<<<<

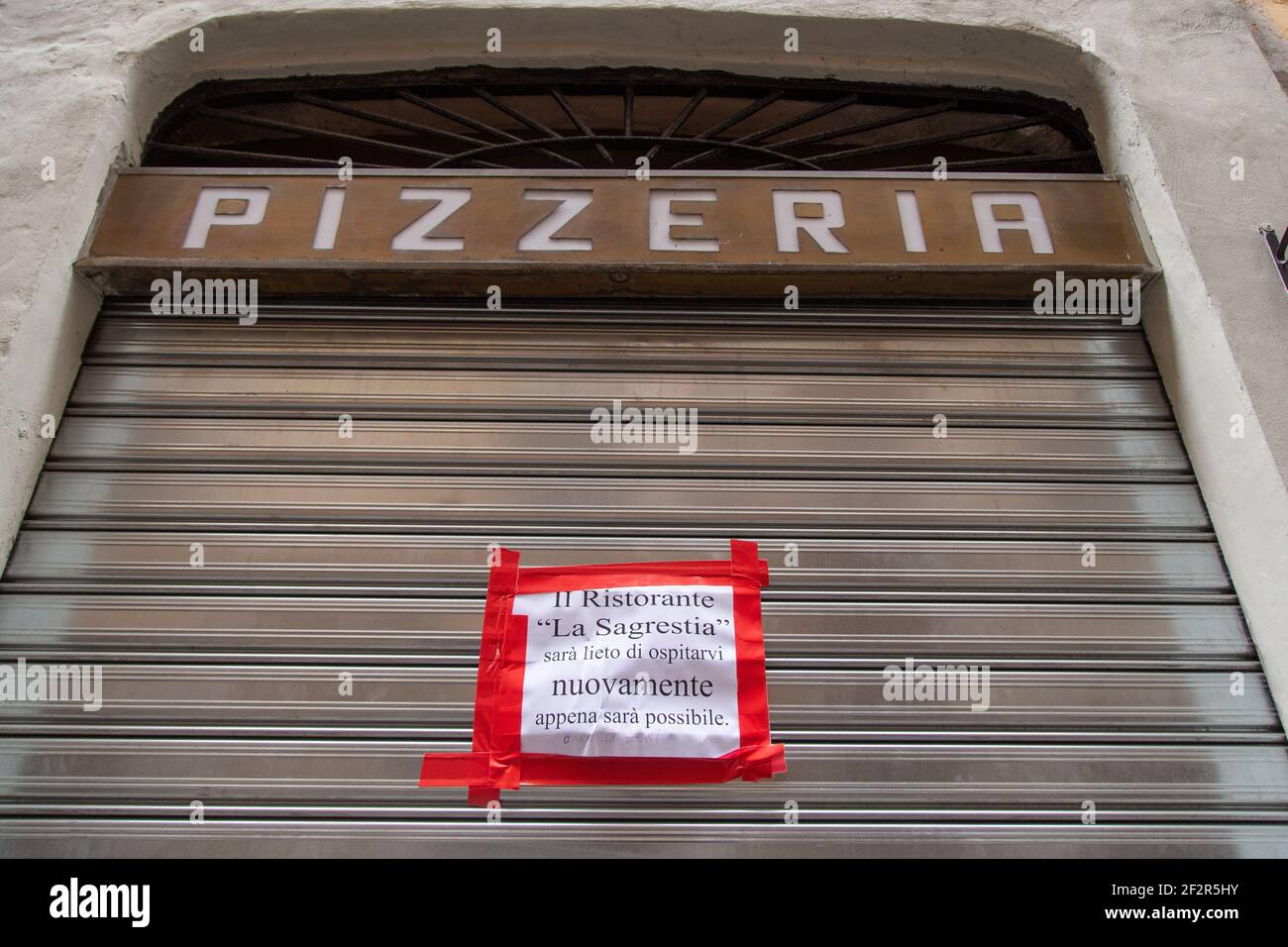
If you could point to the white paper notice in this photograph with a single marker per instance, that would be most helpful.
(631, 672)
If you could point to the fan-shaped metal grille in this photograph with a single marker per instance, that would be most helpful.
(608, 119)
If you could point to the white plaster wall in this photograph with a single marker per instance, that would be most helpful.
(1173, 90)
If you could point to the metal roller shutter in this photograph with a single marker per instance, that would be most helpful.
(1109, 684)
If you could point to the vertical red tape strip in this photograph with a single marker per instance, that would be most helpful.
(748, 575)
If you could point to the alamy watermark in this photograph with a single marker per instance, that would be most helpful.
(35, 684)
(645, 425)
(939, 684)
(1078, 296)
(192, 296)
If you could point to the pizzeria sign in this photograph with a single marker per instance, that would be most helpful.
(436, 232)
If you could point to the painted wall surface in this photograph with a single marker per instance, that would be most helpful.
(1173, 91)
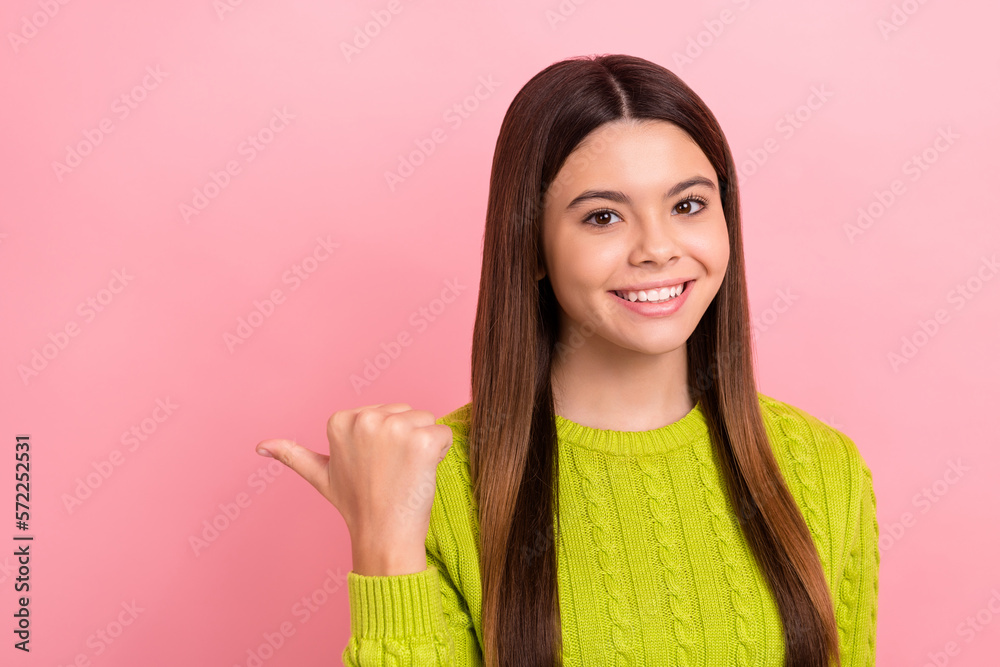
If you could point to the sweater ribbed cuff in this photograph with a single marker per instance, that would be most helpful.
(395, 606)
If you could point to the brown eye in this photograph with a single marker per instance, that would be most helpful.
(600, 218)
(684, 207)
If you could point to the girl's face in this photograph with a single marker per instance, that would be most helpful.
(634, 206)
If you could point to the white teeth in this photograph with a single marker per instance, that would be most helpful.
(664, 294)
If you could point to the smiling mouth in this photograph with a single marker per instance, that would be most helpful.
(653, 296)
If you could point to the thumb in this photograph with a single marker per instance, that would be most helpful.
(308, 464)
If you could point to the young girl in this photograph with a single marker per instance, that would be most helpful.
(617, 491)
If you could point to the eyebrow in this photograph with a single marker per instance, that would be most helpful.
(622, 198)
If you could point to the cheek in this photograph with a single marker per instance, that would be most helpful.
(711, 246)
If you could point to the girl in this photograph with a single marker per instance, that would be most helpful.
(617, 491)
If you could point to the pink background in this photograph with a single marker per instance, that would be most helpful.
(832, 306)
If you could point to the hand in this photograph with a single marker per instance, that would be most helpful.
(380, 474)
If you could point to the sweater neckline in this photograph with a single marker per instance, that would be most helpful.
(689, 428)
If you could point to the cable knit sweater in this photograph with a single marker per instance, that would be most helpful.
(653, 568)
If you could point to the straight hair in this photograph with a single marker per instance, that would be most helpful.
(512, 439)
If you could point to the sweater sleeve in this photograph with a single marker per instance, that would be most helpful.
(857, 604)
(409, 620)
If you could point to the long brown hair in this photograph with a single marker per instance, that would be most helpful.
(512, 438)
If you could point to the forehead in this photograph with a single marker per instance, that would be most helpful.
(639, 153)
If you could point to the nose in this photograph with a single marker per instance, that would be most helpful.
(655, 240)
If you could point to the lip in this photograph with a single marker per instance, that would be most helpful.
(661, 309)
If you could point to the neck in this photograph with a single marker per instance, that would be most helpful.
(609, 387)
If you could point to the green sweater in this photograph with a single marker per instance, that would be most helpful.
(653, 568)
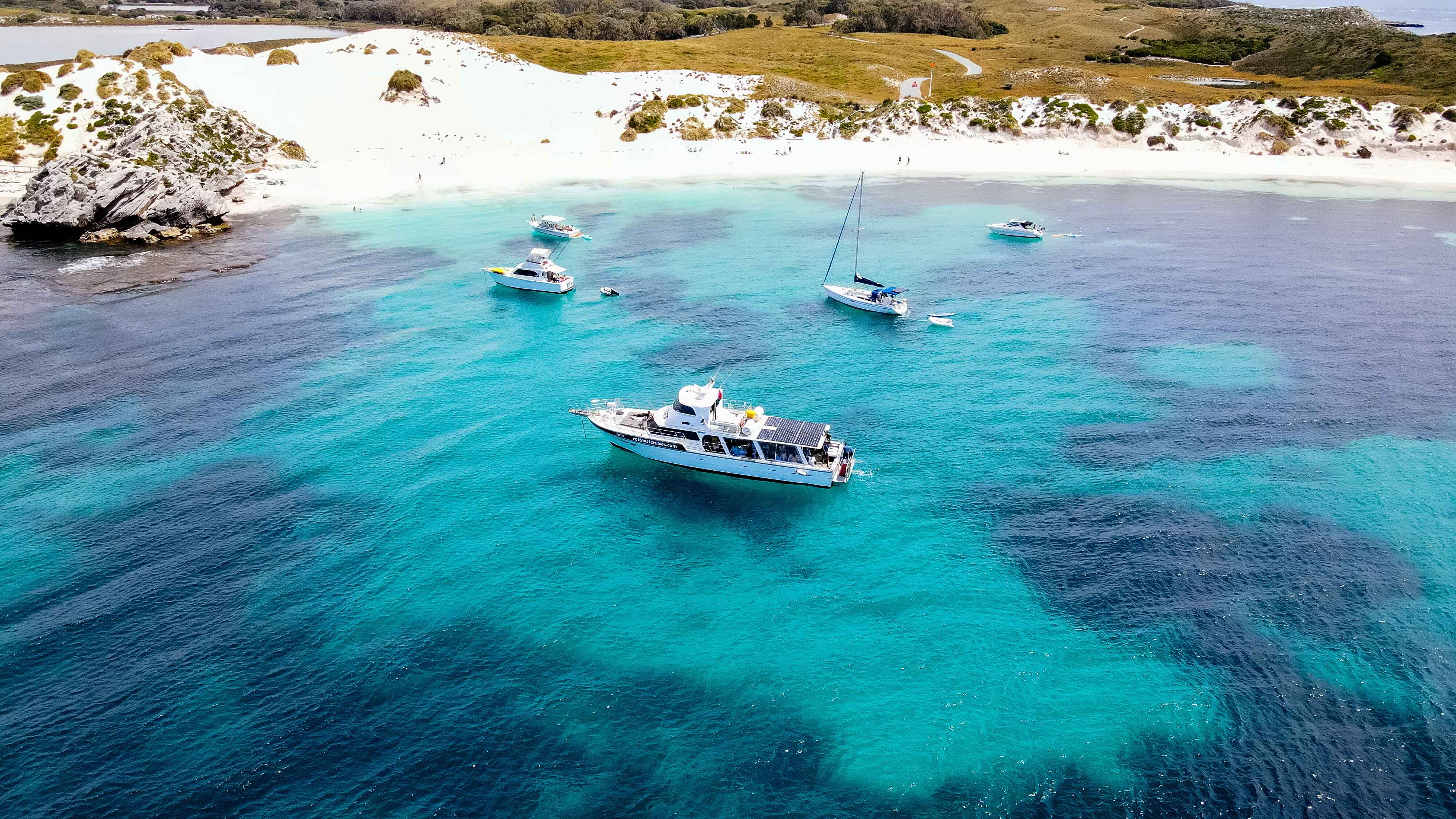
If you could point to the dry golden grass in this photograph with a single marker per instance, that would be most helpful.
(816, 65)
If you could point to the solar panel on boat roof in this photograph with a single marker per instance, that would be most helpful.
(788, 431)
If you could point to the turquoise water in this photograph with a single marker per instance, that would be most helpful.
(1161, 527)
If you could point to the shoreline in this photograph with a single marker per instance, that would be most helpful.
(484, 123)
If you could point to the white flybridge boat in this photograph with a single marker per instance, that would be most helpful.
(554, 226)
(537, 273)
(704, 432)
(876, 298)
(1020, 229)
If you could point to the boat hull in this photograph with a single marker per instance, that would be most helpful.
(538, 286)
(678, 455)
(844, 296)
(1014, 232)
(557, 234)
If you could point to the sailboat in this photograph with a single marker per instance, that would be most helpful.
(874, 298)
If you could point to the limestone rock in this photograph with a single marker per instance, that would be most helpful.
(142, 232)
(106, 235)
(171, 168)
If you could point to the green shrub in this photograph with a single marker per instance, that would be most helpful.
(33, 82)
(293, 151)
(831, 113)
(694, 130)
(404, 81)
(107, 85)
(40, 130)
(9, 141)
(1087, 111)
(157, 55)
(1282, 126)
(1403, 119)
(1131, 123)
(644, 123)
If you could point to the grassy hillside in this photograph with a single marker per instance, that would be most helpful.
(1043, 55)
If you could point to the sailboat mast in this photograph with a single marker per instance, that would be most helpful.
(842, 229)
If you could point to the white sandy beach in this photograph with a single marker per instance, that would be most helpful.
(503, 126)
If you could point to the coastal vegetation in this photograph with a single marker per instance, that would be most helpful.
(33, 82)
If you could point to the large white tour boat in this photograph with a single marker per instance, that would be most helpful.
(537, 273)
(704, 432)
(1018, 228)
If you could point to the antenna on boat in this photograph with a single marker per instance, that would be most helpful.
(845, 225)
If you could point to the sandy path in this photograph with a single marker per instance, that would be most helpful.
(970, 68)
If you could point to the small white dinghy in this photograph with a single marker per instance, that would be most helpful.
(1018, 228)
(537, 273)
(555, 226)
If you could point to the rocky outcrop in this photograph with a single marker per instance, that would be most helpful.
(170, 167)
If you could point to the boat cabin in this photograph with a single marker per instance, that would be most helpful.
(723, 428)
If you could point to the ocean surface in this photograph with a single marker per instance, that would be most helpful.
(1164, 527)
(1436, 17)
(36, 44)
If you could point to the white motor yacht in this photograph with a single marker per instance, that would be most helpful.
(1020, 229)
(876, 296)
(701, 431)
(537, 273)
(554, 226)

>>>>

### Written task
Revise the material above so that every instance of "in this photograph" reads "in this image". Keep everything else unchanged, and omit the pictures from your answer.

### Final result
If you could point to the white paper notice in this image with a single marker per instance, that would be most helpful.
(631, 672)
If you could point to the fan-shaped metal grille in this image with a single marker per instance, that would be most helpful.
(608, 119)
If you could point to the white plaster wall in this image with a single marker per instance, that would be most helpful.
(1173, 90)
If you could point to the metal roller shutter in this image with a single marker per instance, that would be most helpful.
(1109, 684)
If you could point to the vertical red tape strip in this image with a single marker per instance, that would be most helpful.
(748, 575)
If you could point to the alamy watermark in this image with a single marker per instance, that would be most helpful.
(35, 684)
(645, 425)
(939, 684)
(1078, 296)
(192, 296)
If you could point to the pizzeria sign in this image with a single marker per instance, that would be most helpful.
(436, 232)
If you could point to the painted wall surface in this image with a single marker per instance, that would be most helpful.
(1173, 91)
If you could point to the sweater ribbed cuff in this image with a single marker per instance, that would be most helpful.
(395, 606)
If you could point to the brown eye in this image with a single marker per instance, that would be most helpful.
(600, 218)
(684, 207)
If you could point to the girl's face in this image with a single marker per instance, that would be most helpful.
(634, 206)
If you could point to the white teeth in this image with a single marker per instance, that would be most helpful.
(664, 294)
If you could point to the smiling mouth in this image with a single marker per instance, that would be most helpful.
(653, 296)
If you could point to the thumb in this image with a single marker per instance, that would be most helpful.
(308, 464)
If you could point to the young girl in this image with a single marker per instance, that would be most helpful.
(617, 491)
If you could point to the eyebrow in this image with a single marker per instance, that would be most helpful.
(622, 198)
If you could point to the cheek in this image with a single marker per instance, that would be most helpful.
(711, 246)
If you could point to the girl in this image with a single marker per instance, that would be most helpful.
(617, 491)
If you could point to the pink background in this image with a single marker per instance, that would be most helpful.
(832, 306)
If you could point to the hand in this image with a single marker per instance, that would be most helpful.
(380, 474)
If you could point to the sweater neckline in this image with a single marker per instance, that would be most helpful.
(689, 428)
If you could point to the cable knit sweater in this image with a single marker per instance, that would be most helpful.
(653, 568)
If you could point to the straight hair in this image with a single marker per instance, that would be most helpful.
(512, 439)
If you could point to the sweater sleeve in this image with a single marker per instance, that would be most helpful.
(857, 604)
(409, 620)
If you could point to the long brown hair in this image with a single marker per instance, that would be most helpful.
(512, 438)
If you could point to the forehead in this image with a single marker per instance, that would be most helpful.
(639, 153)
If you could point to the nose in this image with a single marker per instance, that would be most helpful.
(655, 240)
If you could point to the lip in this image with a single marker per instance, that would be most helpful.
(661, 309)
If you could point to the neck in this image with a single marker per instance, that would be most helpful.
(609, 387)
If you could point to the green sweater in this image with a single marker per instance, that would be most helpful.
(653, 568)
If you could point to the dry golden grass in this image with a single marker per instance, that would be most helpful.
(816, 65)
If you could point to the solar panel on boat roof in this image with a single marker per instance, that would be most helpful.
(788, 431)
If you could point to the turquoise water in this image with a single marker per instance, that would be most helpful.
(1161, 527)
If you could point to the shoreline in this image with a single marker per instance, that would be most helpful.
(484, 123)
If you could point to the white flybridge boat in this image with a single marker per instance, that would be most helpful.
(554, 226)
(537, 273)
(704, 432)
(876, 298)
(1020, 229)
If you could point to the boat hull in this image with a single marker per instance, that would be most helpful.
(538, 286)
(678, 455)
(844, 296)
(1014, 232)
(557, 234)
If you could point to the sailboat in this image with a single marker per instance, that would be most helpful.
(874, 298)
If you could point to the limestone rock in this image with a single marker per instance, that would be most helpful.
(142, 232)
(106, 235)
(171, 168)
If you could point to the green shrub in this image with a single marker per instance, that would be most helpful.
(33, 82)
(293, 151)
(831, 113)
(694, 130)
(404, 81)
(107, 85)
(40, 130)
(9, 141)
(1087, 111)
(157, 55)
(1282, 126)
(1403, 119)
(1131, 123)
(644, 123)
If you could point to the grassy hillside in this image with a single marker per instance, that would be most helpful.
(1043, 55)
If you could point to the sailboat mast in this image with a single marker per instance, that would be most helpful.
(842, 229)
If you could point to the white sandy beach in this image with a single marker per instance, that would be most helpful.
(503, 126)
If you could point to the coastal vegetation in this image with a single marker per instance, that would be most helpful.
(33, 82)
If you could point to the large white tour boat in this image with a single marker per instance, that would be most helpful.
(537, 273)
(704, 432)
(1018, 228)
If you could point to the antenna on boat in this image with a single marker per instance, that would be most helpful.
(845, 225)
If you could point to the sandy path in this image with a single marker per instance, that would be most helpful.
(970, 68)
If you could point to the small white dinghy in this image with a single marker per instance, that would be most helpful.
(1018, 228)
(537, 273)
(555, 226)
If you could point to the rocky outcrop in this image with a single marker per instance, that would be most helpful.
(170, 167)
If you could point to the boat cabin in this image with a single marker per instance, that would be most helpful.
(723, 428)
If you could point to the ocean surface in this image with a single marker per instance, that would be most helpful.
(1164, 527)
(1436, 17)
(36, 44)
If you could point to the white motor yacht in this image with a single marker per instance, that would be most helpful.
(1020, 229)
(876, 296)
(701, 431)
(537, 273)
(554, 226)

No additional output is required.